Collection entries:
----------

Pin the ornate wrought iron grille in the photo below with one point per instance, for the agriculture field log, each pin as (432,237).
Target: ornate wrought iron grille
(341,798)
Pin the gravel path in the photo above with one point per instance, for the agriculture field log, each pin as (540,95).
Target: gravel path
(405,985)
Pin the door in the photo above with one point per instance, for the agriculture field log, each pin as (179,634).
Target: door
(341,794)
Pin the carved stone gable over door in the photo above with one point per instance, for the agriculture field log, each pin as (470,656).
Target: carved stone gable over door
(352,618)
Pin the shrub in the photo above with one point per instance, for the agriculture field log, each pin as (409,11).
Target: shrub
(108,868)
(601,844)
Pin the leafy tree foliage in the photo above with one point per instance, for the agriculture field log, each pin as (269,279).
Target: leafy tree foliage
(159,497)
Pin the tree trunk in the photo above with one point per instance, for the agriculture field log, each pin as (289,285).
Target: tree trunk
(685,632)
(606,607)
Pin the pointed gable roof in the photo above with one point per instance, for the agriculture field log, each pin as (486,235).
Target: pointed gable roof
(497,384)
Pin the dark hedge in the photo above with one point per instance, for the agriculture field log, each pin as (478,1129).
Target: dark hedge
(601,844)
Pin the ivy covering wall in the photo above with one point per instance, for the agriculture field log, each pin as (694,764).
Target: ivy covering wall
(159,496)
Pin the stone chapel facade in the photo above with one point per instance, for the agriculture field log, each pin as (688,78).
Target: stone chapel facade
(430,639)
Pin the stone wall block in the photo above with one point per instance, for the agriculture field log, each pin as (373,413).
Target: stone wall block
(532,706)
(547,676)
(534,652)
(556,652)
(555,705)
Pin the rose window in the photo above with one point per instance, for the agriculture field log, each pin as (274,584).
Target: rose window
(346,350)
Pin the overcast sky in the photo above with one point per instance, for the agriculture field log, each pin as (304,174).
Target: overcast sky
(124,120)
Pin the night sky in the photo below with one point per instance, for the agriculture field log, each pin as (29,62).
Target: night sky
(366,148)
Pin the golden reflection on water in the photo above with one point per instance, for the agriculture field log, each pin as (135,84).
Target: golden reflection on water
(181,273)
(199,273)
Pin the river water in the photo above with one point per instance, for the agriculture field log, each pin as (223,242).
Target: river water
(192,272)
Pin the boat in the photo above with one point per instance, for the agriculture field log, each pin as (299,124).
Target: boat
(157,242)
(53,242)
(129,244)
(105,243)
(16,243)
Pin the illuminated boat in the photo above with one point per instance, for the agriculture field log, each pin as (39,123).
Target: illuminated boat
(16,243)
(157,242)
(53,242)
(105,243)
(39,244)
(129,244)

----------

Required task =>
Starting at the line that contains "Pin the stone chapel" and ending with the last line of the material, rewrite those lines with "agriculture field log" changed to "crop survey log" and nothing else altered.

Written response =>
Pin the stone chapel facade in the photo above with one point per instance, for the crop survey log, each pin as (688,78).
Target: stone chapel facade
(430,639)
Pin the stone wall block in the photo above with one point per instance, for the crop survey log, each pin as (373,413).
Target: stone wall block
(532,706)
(547,676)
(534,652)
(556,652)
(555,705)
Pin the rose window in the photo above with one point per instance, for the crop survey log, each pin as (274,584).
Target: rose window
(346,350)
Pin the overcast sky in the photo above with one point per instance, for the crop survey log, each pin as (304,174).
Target: overcast sky
(124,120)
Pin the night sky in the photo below with one point per instance, for the crop survey log, each pin as (29,62).
Target: night sky
(366,148)
Pin the golden reflection on water in the photo above with one point per instance, for the crop survey log, each pin as (135,84).
Target: golden reflection on water
(181,273)
(199,273)
Pin the river water in the photo above with one point per instance, for the crop survey log, each pin as (223,242).
Target: river water
(192,272)
Pin the boat in the photo above with one point per instance, for the crop survey log, each pin as (299,124).
Target: boat
(157,242)
(53,242)
(129,244)
(105,243)
(16,243)
Pin the illuminated boat in the photo above with one point per instance, for the crop survey log, each pin as (39,123).
Target: illuminated boat
(16,243)
(157,242)
(53,242)
(105,243)
(39,244)
(129,244)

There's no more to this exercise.